Quoted passage:
=-=-=-=-=

Liviu - what do you think would be the solution here? What is the most efficient design configuration for transition?
Most current solutions (Joby, Archer, Vertical Aerospace, Supernal, Wisk) are based on the design of the classic separation of the aircraft body and the propulsion system. My activity aims to highlight the benefits that can be achieved by the aircraft having a distributed propulsion system synergic integrated with the aircraft body. With this synergic approach of the propulsion system and the configuration of the aircraft, new possibilities appear to improve the performance of the aircraft that are not otherwise possible. By introducing new variants of integrated propulsion systems, very low specific traction levels can be achieved, thus paving the way for high efficiency associated with low noise levels. I already have two examples of my proposals already published on
https://evtol.news/skynet-project-genesys-x-1
https://evtol.news/skynet-project-ueva
These VTOL vehicles tilt the entire propulsion system around the wings to produce high lift (augmentation) effects even in static conditions, using a single redundant actuator/vehicle.
I have also worked on other solutions which can be discussed with the interested entities.
All these new designs offer a number of advantages compared with the current developments:
-Reduced complexity and cost-efficient even offer a high redundancy level
-Multi-mission capability because the same aircraft can operate as VTOL, STOL or CTOL
-High efficiency in hover, and transition due to blown wings
-High efficiency in forward flight due to blown wings and propeller deactivation
-Reduced power requirement in take-off and transition
-Scalability of the design from drones to large aircraft
-Can be developed using an existent airframe and this can reduce the development costs with around 50%
Interesting concept! I would love to understand more how the tilting mechanism works. Is it essentially a tilt-wing albeit in reverse i.e. tilt-body?
Is there a video animation for this?

=-=-=-=-=

Listed entries:
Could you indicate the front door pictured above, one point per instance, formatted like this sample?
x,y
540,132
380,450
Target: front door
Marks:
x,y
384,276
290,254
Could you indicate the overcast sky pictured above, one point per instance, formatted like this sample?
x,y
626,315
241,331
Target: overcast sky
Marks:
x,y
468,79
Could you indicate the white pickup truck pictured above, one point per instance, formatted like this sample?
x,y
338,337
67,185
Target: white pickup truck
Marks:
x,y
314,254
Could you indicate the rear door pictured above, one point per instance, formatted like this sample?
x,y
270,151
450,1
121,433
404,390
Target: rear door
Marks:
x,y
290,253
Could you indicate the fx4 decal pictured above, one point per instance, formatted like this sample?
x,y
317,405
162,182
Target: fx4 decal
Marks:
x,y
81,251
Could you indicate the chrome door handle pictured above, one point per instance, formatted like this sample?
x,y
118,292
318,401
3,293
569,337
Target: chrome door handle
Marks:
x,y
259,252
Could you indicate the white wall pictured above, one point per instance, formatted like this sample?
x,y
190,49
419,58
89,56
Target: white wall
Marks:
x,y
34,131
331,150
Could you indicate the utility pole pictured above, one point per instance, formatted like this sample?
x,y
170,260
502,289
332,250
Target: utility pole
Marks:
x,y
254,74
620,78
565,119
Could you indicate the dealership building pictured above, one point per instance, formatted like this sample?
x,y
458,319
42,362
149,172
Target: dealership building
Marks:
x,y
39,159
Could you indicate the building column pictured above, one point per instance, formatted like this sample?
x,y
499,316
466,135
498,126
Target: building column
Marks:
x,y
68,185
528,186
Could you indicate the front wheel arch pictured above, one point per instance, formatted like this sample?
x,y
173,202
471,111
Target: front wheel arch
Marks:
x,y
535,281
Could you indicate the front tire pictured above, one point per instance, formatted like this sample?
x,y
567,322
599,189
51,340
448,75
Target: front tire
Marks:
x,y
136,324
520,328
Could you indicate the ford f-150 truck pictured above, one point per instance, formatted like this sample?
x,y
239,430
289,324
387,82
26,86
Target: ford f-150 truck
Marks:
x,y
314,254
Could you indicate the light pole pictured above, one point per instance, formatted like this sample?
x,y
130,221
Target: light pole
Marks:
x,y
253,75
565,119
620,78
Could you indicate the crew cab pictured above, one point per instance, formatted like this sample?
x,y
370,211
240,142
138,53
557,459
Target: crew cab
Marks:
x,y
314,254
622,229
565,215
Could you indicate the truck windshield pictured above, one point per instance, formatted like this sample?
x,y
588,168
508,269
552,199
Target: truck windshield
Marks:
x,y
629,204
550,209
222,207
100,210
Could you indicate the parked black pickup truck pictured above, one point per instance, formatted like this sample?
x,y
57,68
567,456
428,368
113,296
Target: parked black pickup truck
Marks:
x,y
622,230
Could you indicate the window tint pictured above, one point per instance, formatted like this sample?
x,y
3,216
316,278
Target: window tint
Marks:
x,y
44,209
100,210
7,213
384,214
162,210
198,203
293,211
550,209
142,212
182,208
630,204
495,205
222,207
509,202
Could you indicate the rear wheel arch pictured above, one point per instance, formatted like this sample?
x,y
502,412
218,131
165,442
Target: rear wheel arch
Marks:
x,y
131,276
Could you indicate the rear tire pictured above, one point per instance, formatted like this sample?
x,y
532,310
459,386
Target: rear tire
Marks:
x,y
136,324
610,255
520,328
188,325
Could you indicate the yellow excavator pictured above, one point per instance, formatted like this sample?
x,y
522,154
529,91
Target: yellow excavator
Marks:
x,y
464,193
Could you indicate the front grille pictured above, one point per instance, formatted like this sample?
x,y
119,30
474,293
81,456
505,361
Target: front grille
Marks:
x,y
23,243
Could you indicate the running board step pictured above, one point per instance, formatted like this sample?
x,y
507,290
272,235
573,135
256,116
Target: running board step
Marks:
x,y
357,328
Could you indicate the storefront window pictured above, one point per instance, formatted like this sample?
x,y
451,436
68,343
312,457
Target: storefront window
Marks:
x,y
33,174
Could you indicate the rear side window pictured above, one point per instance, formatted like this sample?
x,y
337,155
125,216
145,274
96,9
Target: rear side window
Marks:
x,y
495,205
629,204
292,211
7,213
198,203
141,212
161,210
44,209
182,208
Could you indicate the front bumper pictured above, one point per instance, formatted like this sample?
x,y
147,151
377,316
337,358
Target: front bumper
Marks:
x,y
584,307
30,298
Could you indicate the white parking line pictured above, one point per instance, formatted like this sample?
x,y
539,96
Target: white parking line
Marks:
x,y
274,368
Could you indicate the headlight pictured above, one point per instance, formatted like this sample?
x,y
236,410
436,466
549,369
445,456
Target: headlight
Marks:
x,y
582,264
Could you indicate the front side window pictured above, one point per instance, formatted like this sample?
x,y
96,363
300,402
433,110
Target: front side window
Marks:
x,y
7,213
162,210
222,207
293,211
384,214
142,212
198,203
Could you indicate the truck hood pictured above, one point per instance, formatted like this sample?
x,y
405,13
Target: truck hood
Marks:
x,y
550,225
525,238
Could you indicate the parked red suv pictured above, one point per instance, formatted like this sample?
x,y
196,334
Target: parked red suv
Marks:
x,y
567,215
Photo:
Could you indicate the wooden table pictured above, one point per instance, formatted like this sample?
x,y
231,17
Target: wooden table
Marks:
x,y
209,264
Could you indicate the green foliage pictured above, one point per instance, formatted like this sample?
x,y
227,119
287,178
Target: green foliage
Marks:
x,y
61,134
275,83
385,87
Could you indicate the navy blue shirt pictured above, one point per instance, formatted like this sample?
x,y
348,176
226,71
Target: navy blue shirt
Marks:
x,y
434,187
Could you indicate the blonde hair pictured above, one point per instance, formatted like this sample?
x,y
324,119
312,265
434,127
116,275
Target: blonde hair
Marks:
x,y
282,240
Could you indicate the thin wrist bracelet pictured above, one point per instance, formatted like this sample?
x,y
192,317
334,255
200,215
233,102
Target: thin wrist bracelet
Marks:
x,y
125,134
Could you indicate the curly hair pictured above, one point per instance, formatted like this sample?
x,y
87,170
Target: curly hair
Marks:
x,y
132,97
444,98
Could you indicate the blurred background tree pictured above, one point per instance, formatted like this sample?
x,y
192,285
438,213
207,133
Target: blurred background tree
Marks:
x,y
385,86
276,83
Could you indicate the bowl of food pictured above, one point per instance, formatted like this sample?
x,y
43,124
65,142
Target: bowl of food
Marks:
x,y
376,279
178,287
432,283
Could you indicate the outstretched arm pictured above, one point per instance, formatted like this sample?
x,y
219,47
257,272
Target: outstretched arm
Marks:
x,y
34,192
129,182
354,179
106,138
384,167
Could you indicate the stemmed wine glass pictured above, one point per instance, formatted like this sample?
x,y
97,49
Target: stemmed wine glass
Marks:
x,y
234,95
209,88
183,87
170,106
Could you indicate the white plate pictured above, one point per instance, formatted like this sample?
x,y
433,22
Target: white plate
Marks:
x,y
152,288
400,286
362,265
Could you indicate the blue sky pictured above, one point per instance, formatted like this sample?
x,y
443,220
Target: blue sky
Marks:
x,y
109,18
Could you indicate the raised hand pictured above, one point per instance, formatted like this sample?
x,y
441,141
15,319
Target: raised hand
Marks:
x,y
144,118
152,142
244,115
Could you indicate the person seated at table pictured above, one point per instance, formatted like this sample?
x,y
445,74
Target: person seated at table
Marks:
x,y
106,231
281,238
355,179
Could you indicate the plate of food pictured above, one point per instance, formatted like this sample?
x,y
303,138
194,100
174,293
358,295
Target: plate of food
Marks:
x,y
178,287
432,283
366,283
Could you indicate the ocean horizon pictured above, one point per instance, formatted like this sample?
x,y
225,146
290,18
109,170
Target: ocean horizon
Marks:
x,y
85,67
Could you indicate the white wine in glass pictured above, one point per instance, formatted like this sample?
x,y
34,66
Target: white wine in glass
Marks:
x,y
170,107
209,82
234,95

=-=-=-=-=

Explore the material:
**1.** Quote the eVTOL thread, starting at the words "All these new" and stopping after "reverse i.e. tilt-body?".
**2.** According to the eVTOL thread, how much can developing the designs on an existing airframe reduce development costs?
The records were taken from a separate source.

Answers to this exercise:
**1.**
All these new designs offer a number of advantages compared with the current developments:
-Reduced complexity and cost-efficient even offer a high redundancy level
-Multi-mission capability because the same aircraft can operate as VTOL, STOL or CTOL
-High efficiency in hover, and transition due to blown wings
-High efficiency in forward flight due to blown wings and propeller deactivation
-Reduced power requirement in take-off and transition
-Scalability of the design from drones to large aircraft
-Can be developed using an existent airframe and this can reduce the development costs with around 50%
Interesting concept! I would love to understand more how the tilting mechanism works. Is it essentially a tilt-wing albeit in reverse i.e. tilt-body?

**2.** By around 50%.